■ Provided records ■

::::::::

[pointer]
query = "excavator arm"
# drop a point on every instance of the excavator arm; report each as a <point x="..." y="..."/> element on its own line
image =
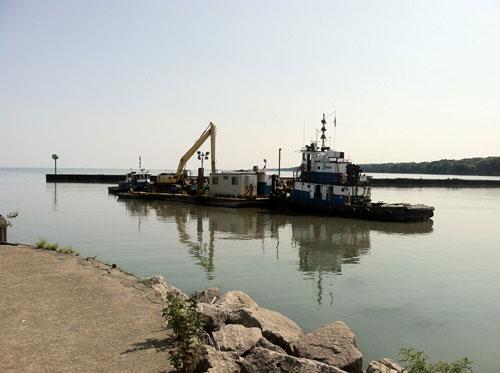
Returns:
<point x="210" y="131"/>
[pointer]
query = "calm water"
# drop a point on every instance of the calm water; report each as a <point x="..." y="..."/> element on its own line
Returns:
<point x="433" y="286"/>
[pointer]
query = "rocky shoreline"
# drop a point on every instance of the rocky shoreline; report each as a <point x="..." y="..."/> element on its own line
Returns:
<point x="243" y="337"/>
<point x="91" y="314"/>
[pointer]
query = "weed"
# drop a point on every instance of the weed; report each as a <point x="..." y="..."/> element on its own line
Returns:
<point x="416" y="362"/>
<point x="43" y="244"/>
<point x="186" y="323"/>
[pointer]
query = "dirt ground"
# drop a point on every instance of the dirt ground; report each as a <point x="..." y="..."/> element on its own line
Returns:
<point x="63" y="313"/>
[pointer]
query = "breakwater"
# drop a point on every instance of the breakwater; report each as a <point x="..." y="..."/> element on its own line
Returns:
<point x="84" y="178"/>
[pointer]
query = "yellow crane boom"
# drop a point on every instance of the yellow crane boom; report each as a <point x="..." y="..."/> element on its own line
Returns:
<point x="210" y="131"/>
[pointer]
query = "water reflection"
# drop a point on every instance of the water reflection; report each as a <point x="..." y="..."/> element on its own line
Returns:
<point x="323" y="244"/>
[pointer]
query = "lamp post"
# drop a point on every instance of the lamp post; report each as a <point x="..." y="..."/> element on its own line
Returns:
<point x="279" y="162"/>
<point x="55" y="157"/>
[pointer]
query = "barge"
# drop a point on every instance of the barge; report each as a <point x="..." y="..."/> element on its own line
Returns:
<point x="198" y="199"/>
<point x="325" y="183"/>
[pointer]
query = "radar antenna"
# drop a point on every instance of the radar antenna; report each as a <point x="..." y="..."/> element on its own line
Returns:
<point x="323" y="130"/>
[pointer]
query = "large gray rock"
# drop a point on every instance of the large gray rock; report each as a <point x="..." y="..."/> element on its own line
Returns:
<point x="384" y="366"/>
<point x="276" y="328"/>
<point x="159" y="285"/>
<point x="214" y="317"/>
<point x="237" y="338"/>
<point x="236" y="299"/>
<point x="209" y="295"/>
<point x="264" y="343"/>
<point x="221" y="362"/>
<point x="261" y="360"/>
<point x="332" y="344"/>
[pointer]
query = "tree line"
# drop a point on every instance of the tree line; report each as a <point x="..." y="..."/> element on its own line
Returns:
<point x="488" y="166"/>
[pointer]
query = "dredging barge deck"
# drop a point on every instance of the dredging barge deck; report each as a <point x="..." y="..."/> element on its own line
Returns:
<point x="325" y="183"/>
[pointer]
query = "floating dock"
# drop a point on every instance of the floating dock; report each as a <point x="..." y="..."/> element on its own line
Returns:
<point x="84" y="178"/>
<point x="199" y="200"/>
<point x="375" y="182"/>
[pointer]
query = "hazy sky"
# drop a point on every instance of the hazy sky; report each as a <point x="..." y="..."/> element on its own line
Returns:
<point x="101" y="82"/>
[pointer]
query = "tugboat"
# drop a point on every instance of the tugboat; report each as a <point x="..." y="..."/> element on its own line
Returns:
<point x="328" y="183"/>
<point x="134" y="180"/>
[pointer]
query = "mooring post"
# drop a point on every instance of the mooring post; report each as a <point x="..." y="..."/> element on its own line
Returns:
<point x="279" y="162"/>
<point x="55" y="157"/>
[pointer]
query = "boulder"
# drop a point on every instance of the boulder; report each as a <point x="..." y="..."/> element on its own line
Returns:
<point x="159" y="285"/>
<point x="264" y="343"/>
<point x="176" y="291"/>
<point x="220" y="362"/>
<point x="209" y="295"/>
<point x="276" y="328"/>
<point x="332" y="344"/>
<point x="236" y="299"/>
<point x="384" y="366"/>
<point x="262" y="360"/>
<point x="214" y="317"/>
<point x="237" y="338"/>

::::::::

All the lines above are to be reproduced exactly, except the pictures.

■ Exercise output ■
[pointer]
query = "excavator arm"
# drop a point on every instance of the excavator arm; report each as a <point x="..." y="..."/> element on its own line
image =
Returns:
<point x="210" y="131"/>
[pointer]
query = "calm water"
# drop a point on every instance of the calm water; report each as a <point x="..." y="..."/> element on its own line
Returns:
<point x="433" y="286"/>
[pointer]
query = "rocky shoreline"
# drop a point on every instance of the rocky shoreline; report each as a <point x="..." y="..."/> element on its own line
Returns:
<point x="243" y="337"/>
<point x="91" y="314"/>
[pointer]
query = "weed"
# drop a point on every instance of the weed; report each as a <point x="..." y="..."/> element on its own line
Returns:
<point x="416" y="362"/>
<point x="43" y="244"/>
<point x="186" y="323"/>
[pointer]
query = "dirt ground"
# drop a point on every instance of the dirt ground; report each as a <point x="..." y="..."/> element on its own line
Returns:
<point x="63" y="313"/>
[pointer]
query = "breakwater"
# drop a point on every instance of the breakwater; report each as a <point x="..." y="..."/> element on its own line
Returns:
<point x="84" y="178"/>
[pointer]
query = "yellow crane boom"
# drop a point on every instance of the yellow crane boom; report each as a <point x="..." y="..."/> element on its own line
Returns:
<point x="210" y="131"/>
[pointer]
query = "water reflection"
# drop a point on every instance of the water reflection; report each as a <point x="..." y="..."/> element on its own line
Returns:
<point x="323" y="244"/>
[pointer]
query = "lamp post"
# drop a point on every instance of the lamp post; report each as a <point x="..." y="..."/> element on its own line
Returns:
<point x="279" y="162"/>
<point x="55" y="157"/>
[pointer]
query = "barge"
# drop a point on every instance of the barge; report each as a <point x="..." y="..."/> element on its own line
Returns:
<point x="198" y="199"/>
<point x="325" y="183"/>
[pointer]
query = "radar antenna"
# drop a point on every instance of the radar antenna; report each as a <point x="..." y="..."/> element on its own line
Returns:
<point x="323" y="130"/>
[pointer]
query = "large gray rock"
# drop a point on every instance of the large gray rock; report each as a <point x="..." y="..."/> element on its own line
Returns:
<point x="384" y="366"/>
<point x="276" y="328"/>
<point x="159" y="285"/>
<point x="214" y="317"/>
<point x="237" y="338"/>
<point x="236" y="299"/>
<point x="209" y="295"/>
<point x="264" y="343"/>
<point x="221" y="362"/>
<point x="261" y="360"/>
<point x="332" y="344"/>
[pointer]
query = "tree line"
# drop a point on every instance of the tree line; report each as a <point x="..." y="..."/> element on its own line
Returns:
<point x="488" y="166"/>
[pointer]
query = "dredging barge deck"
# drop a point on every instance of the dredging barge deck; report each as a <point x="..." y="..."/> element on its own line
Returns:
<point x="325" y="183"/>
[pointer]
query = "floating dock"
# drop a point on every instance of the floating dock; report each as a <point x="..." y="..."/> element on its own line
Returns:
<point x="84" y="178"/>
<point x="199" y="200"/>
<point x="375" y="182"/>
[pointer]
query = "hazy sky"
# drop a point on every instance of the hazy sky; report each as a <point x="..." y="..."/> element on its own line
Returns:
<point x="101" y="82"/>
[pointer]
query = "tugboat"
# drop a point on every instance of the tugboat; report each as a <point x="..." y="..."/> element on its own line
Returns:
<point x="328" y="183"/>
<point x="134" y="180"/>
[pointer]
query = "mooring post"
# drop a point on every instance of the mooring post; report each as a <point x="..." y="..."/> element on its own line
Returns:
<point x="279" y="162"/>
<point x="55" y="157"/>
[pointer]
query = "boulder"
# drop a point on every instance of the boulder; report each as a <point x="..." y="..."/> element on its own line
Returns:
<point x="159" y="285"/>
<point x="264" y="343"/>
<point x="176" y="291"/>
<point x="220" y="362"/>
<point x="209" y="295"/>
<point x="276" y="328"/>
<point x="332" y="344"/>
<point x="236" y="299"/>
<point x="384" y="366"/>
<point x="262" y="360"/>
<point x="214" y="317"/>
<point x="237" y="338"/>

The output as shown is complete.